■ Task instructions:
Write out exactly, with no other output, the lines below from the one that contains "Task: place one pin on each instance of the stone column" through the end.

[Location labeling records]

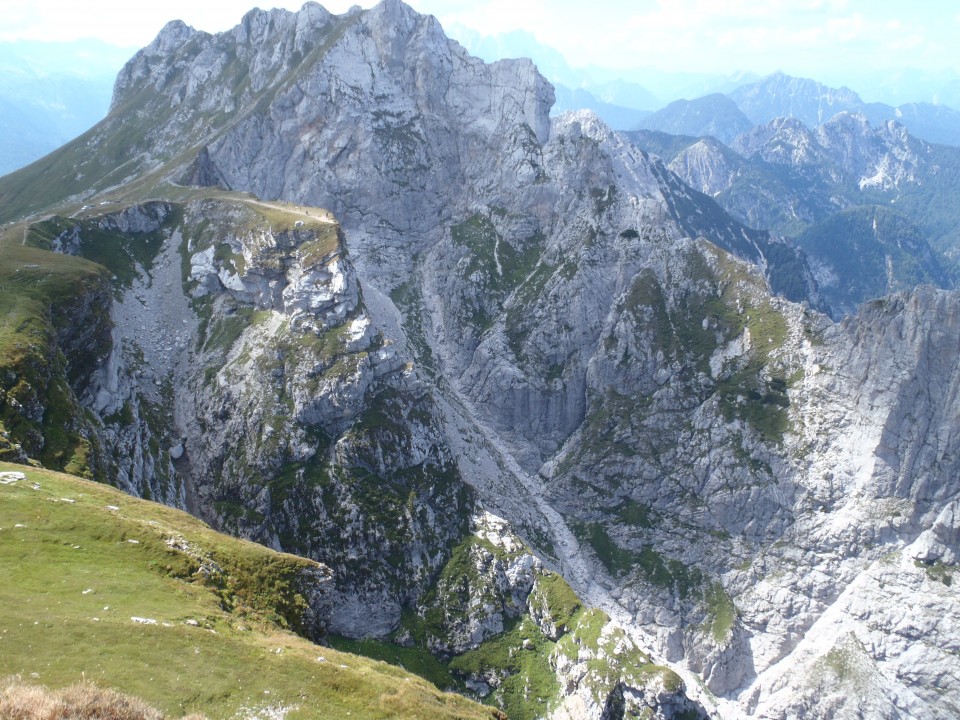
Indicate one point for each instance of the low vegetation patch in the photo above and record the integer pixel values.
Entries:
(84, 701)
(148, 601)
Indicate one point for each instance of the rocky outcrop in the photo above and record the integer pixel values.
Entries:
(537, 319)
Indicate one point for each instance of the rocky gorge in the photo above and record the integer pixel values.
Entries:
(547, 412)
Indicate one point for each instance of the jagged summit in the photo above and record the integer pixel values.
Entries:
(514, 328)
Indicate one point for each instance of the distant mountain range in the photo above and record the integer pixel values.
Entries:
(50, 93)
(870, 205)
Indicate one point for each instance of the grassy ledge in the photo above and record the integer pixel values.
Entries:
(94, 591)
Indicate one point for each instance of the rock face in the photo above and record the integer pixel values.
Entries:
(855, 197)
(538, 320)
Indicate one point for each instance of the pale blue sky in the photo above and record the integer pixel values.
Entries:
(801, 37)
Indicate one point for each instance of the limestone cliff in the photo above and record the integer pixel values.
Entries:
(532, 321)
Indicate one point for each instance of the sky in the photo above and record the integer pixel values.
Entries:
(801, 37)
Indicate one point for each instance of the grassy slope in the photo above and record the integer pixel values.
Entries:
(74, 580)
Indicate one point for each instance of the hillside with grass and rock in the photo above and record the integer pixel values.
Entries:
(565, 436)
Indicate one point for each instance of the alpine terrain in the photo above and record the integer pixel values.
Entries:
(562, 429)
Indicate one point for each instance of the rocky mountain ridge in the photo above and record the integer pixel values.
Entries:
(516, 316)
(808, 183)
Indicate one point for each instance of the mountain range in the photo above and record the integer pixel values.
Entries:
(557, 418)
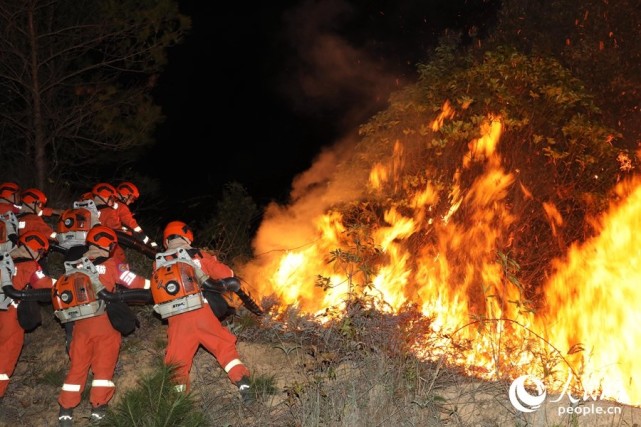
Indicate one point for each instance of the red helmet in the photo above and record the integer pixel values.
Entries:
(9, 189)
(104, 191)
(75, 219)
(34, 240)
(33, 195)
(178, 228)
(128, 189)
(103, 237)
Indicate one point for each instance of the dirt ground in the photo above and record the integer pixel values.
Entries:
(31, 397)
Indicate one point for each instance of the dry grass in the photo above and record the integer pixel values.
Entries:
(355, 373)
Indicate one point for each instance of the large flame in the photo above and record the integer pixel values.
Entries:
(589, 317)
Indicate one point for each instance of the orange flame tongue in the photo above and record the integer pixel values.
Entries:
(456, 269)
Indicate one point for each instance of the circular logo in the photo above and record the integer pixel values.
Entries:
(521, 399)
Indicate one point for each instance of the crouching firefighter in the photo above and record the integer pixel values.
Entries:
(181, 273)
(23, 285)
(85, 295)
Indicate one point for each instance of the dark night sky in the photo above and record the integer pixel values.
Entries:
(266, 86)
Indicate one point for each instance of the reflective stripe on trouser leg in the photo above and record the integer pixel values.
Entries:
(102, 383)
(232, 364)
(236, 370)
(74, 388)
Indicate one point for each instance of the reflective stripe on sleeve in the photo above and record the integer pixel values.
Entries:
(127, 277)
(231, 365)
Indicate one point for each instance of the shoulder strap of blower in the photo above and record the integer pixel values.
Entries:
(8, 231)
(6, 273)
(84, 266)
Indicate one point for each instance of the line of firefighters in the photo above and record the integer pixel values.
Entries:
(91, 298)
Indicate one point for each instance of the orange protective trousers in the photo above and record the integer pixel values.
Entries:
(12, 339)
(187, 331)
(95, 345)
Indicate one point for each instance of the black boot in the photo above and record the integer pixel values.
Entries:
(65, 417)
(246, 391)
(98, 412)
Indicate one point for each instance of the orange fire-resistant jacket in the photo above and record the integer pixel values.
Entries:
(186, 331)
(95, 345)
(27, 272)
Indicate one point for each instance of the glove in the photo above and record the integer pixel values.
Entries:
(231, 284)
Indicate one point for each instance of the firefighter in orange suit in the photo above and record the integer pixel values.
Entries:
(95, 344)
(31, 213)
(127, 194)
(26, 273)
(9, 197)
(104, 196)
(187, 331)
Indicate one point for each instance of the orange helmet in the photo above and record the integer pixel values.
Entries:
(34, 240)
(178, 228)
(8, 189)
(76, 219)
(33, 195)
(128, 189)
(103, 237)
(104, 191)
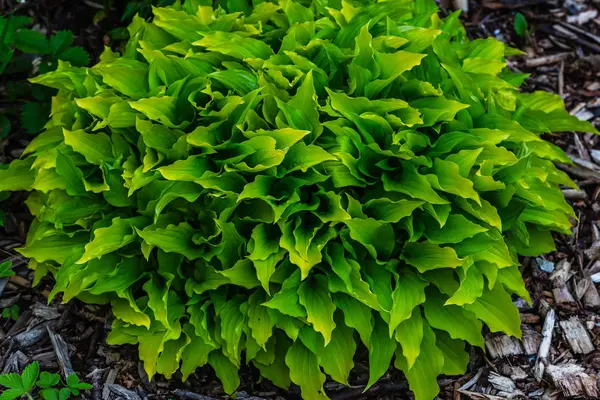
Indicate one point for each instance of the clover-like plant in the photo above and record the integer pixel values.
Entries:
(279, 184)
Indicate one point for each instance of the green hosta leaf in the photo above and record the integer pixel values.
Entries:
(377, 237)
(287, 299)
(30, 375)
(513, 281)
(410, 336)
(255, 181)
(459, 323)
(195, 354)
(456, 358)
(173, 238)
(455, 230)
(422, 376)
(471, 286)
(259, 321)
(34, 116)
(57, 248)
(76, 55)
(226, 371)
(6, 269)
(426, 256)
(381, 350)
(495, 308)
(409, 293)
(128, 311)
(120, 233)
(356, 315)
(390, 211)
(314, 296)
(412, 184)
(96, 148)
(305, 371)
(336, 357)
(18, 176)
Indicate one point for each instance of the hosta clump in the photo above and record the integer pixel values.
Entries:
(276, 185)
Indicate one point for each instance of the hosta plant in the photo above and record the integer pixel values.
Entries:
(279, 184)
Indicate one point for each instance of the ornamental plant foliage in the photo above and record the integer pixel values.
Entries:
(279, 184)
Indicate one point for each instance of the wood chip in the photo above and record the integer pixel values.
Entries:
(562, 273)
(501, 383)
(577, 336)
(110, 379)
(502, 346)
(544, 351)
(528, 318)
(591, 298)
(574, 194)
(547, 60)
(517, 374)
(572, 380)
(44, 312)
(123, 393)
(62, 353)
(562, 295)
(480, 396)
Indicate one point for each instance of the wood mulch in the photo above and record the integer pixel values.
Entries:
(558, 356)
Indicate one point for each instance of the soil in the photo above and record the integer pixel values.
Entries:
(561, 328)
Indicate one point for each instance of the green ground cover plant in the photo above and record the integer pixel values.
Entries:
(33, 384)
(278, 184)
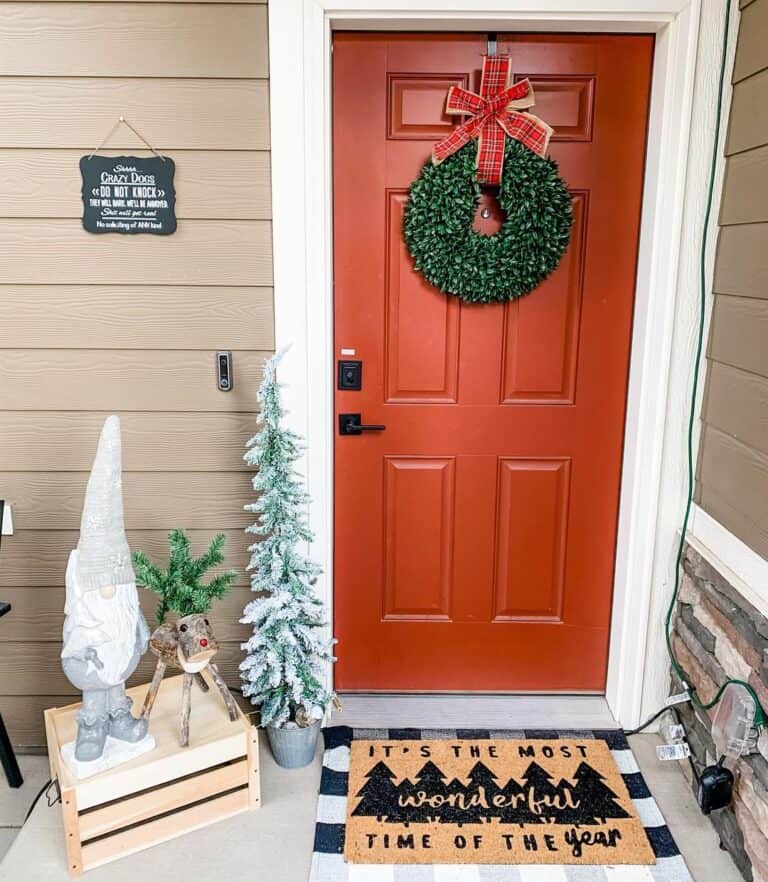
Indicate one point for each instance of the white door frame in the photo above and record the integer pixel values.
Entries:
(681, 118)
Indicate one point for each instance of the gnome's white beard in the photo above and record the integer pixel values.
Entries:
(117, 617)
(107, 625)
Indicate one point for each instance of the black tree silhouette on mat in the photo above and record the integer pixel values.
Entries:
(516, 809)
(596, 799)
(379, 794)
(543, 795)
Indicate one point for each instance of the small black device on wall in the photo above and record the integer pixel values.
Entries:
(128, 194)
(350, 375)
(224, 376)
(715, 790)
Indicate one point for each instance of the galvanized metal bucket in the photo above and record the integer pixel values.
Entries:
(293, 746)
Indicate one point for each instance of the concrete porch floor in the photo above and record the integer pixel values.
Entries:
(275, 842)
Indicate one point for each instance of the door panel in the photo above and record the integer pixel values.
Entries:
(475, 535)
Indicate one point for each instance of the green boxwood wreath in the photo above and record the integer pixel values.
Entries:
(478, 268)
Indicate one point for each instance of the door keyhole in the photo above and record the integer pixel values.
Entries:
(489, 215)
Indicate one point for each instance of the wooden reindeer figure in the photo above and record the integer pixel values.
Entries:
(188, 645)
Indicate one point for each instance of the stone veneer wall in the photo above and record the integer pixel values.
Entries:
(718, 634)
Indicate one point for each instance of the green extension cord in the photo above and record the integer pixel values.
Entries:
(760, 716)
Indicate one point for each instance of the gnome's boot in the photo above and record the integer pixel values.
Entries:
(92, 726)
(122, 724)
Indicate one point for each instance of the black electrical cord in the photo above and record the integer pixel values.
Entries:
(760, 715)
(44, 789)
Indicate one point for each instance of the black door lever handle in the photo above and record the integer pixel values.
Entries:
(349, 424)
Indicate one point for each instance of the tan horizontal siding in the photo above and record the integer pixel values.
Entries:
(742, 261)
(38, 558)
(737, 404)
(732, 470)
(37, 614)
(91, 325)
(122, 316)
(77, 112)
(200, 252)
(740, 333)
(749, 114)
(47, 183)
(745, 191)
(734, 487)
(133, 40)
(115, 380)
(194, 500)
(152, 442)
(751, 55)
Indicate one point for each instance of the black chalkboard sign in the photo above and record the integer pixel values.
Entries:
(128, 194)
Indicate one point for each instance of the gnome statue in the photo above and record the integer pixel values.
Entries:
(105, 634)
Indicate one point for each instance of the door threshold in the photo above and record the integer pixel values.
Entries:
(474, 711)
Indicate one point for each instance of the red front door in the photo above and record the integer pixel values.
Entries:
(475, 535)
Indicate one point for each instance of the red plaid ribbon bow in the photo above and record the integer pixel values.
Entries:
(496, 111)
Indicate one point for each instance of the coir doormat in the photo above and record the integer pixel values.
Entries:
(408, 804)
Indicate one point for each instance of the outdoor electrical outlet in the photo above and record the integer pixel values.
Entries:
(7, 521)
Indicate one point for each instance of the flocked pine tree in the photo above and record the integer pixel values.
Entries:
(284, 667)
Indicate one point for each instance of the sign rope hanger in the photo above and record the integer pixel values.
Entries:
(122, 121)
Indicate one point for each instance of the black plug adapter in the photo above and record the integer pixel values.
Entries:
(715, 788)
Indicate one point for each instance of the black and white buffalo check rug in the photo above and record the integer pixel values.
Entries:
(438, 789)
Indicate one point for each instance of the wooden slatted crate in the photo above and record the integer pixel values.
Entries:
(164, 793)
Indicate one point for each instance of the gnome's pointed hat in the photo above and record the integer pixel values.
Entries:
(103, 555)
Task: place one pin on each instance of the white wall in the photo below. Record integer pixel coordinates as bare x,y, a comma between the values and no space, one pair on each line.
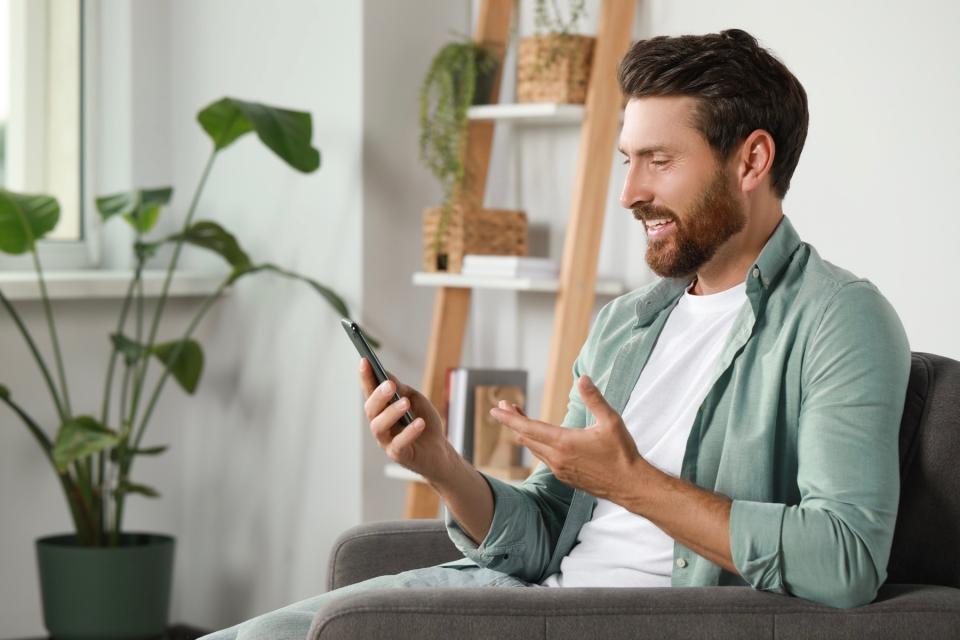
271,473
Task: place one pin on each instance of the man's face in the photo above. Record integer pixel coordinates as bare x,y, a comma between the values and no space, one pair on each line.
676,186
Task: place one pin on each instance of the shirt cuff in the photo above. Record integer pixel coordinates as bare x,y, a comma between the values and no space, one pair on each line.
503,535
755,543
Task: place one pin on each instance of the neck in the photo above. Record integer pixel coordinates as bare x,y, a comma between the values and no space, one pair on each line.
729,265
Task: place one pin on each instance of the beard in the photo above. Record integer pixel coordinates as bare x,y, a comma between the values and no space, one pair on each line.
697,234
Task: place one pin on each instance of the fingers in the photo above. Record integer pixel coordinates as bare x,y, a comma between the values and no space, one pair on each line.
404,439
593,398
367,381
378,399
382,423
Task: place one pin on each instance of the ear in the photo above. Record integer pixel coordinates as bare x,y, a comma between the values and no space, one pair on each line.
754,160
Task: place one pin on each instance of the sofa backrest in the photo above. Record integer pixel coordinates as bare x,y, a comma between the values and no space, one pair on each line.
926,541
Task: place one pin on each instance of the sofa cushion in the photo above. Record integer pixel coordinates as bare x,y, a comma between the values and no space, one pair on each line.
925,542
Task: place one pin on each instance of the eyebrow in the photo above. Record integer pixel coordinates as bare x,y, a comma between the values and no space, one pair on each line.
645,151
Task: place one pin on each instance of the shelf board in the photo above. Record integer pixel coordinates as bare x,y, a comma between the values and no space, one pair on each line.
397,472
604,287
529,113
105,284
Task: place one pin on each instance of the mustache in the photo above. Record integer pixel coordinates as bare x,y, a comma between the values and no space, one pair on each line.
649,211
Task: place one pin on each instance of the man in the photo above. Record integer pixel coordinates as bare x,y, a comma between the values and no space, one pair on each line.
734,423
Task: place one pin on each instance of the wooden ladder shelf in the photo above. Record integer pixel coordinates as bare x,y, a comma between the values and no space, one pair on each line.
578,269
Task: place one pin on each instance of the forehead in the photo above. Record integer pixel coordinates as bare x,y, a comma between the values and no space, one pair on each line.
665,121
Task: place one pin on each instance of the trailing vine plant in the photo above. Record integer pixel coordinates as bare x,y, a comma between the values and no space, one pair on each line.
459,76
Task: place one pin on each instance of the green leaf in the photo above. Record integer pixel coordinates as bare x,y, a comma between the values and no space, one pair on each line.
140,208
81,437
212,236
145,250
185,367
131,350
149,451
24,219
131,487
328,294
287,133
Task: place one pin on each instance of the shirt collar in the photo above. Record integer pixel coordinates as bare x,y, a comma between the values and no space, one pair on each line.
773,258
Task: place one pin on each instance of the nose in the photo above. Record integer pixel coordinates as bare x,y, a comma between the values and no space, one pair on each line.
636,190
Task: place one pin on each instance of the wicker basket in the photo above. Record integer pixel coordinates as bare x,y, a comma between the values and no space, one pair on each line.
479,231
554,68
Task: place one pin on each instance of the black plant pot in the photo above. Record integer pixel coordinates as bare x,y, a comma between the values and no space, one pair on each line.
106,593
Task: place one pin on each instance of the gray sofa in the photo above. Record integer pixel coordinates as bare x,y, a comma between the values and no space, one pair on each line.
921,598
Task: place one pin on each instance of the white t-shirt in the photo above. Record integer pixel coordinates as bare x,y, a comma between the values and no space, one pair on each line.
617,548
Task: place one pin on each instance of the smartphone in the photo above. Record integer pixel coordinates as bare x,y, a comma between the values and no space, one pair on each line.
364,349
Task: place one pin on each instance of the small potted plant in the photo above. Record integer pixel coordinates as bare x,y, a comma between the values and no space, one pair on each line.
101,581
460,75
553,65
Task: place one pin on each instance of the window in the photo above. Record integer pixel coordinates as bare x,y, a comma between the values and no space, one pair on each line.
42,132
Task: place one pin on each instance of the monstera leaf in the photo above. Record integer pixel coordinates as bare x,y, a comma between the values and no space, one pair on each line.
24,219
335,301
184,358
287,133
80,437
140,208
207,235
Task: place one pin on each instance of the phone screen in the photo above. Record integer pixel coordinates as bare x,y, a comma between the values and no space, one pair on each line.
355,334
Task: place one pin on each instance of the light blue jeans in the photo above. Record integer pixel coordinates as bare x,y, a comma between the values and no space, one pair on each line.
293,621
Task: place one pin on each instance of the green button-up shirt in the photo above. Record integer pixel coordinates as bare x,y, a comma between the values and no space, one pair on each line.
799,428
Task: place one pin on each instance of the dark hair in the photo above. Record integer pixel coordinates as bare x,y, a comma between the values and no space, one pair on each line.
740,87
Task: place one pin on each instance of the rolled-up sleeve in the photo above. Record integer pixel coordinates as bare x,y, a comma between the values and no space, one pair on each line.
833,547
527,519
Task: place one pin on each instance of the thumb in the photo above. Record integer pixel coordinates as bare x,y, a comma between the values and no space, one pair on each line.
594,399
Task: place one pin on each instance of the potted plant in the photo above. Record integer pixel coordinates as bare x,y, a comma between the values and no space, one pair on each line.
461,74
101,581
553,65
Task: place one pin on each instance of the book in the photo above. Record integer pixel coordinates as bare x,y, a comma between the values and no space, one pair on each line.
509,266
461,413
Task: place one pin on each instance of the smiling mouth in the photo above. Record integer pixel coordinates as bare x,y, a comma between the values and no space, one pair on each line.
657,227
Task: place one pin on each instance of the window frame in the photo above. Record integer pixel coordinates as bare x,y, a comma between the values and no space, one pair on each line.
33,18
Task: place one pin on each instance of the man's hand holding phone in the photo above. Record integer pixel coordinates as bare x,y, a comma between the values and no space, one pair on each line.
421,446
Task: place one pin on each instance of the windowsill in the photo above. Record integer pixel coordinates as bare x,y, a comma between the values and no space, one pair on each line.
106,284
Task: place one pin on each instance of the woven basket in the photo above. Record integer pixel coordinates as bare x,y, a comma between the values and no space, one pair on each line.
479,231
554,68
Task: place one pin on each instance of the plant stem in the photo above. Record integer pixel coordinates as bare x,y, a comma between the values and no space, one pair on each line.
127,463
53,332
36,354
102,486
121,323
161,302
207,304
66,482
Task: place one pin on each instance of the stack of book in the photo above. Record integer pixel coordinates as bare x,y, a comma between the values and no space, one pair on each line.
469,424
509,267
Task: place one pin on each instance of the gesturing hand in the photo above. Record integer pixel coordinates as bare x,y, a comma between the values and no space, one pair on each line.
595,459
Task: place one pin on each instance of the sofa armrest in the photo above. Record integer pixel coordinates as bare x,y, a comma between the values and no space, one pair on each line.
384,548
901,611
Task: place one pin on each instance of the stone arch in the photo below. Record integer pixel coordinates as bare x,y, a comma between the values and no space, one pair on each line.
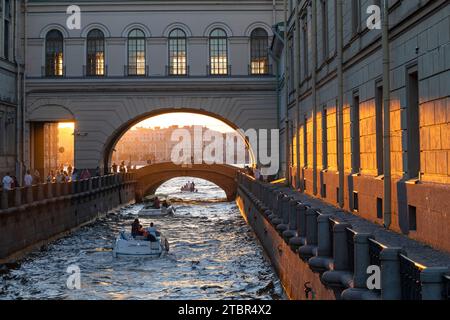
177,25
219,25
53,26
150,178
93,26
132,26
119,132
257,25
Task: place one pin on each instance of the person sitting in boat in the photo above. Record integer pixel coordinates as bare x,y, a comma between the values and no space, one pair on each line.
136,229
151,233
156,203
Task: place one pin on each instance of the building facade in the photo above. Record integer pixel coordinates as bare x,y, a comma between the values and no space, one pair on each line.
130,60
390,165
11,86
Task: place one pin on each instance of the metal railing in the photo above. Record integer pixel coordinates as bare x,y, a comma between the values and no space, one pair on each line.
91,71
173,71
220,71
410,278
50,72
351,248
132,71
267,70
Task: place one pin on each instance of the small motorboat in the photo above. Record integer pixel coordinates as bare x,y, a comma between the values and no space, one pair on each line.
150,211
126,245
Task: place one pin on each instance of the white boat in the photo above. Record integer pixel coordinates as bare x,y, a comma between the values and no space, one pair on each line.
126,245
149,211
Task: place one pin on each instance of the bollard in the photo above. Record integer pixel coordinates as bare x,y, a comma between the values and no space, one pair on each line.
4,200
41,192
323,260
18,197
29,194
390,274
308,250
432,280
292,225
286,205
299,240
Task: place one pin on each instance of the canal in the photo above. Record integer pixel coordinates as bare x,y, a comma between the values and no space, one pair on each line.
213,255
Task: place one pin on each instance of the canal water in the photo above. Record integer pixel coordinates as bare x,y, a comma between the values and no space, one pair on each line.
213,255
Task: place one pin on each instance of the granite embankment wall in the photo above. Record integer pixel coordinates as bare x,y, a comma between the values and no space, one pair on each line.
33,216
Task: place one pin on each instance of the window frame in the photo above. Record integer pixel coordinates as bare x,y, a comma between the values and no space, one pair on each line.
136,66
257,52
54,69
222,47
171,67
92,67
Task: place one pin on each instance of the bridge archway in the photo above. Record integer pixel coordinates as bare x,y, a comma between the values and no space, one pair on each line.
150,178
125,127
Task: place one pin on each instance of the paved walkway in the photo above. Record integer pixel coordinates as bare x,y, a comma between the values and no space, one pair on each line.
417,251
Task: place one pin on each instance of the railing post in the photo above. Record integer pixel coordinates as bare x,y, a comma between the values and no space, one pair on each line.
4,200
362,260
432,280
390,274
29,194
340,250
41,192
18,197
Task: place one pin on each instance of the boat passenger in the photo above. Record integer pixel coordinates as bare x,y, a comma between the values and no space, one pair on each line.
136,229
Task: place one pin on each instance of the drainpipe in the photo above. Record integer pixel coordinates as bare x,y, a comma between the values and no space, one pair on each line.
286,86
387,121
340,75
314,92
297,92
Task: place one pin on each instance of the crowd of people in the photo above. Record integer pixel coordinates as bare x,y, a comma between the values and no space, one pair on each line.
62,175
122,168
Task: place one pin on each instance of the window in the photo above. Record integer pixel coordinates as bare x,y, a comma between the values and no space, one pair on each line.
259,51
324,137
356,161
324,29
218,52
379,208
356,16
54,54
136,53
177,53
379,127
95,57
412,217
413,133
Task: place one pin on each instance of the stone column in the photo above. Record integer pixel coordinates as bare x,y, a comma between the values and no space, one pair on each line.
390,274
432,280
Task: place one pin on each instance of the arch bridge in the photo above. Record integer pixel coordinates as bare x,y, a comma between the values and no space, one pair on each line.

■ Worked solution:
Task: place one pin on each instance of the stone column in the photo above. Record integer pixel coordinates as bare x,y, a comma between the values and no space, one pair on each line.
390,274
432,280
Task: place one pin on each instance of the arch bridge in the photo above. Record integer pixel coordinates as bare x,y, a comma between the values and no space, one pair on each line.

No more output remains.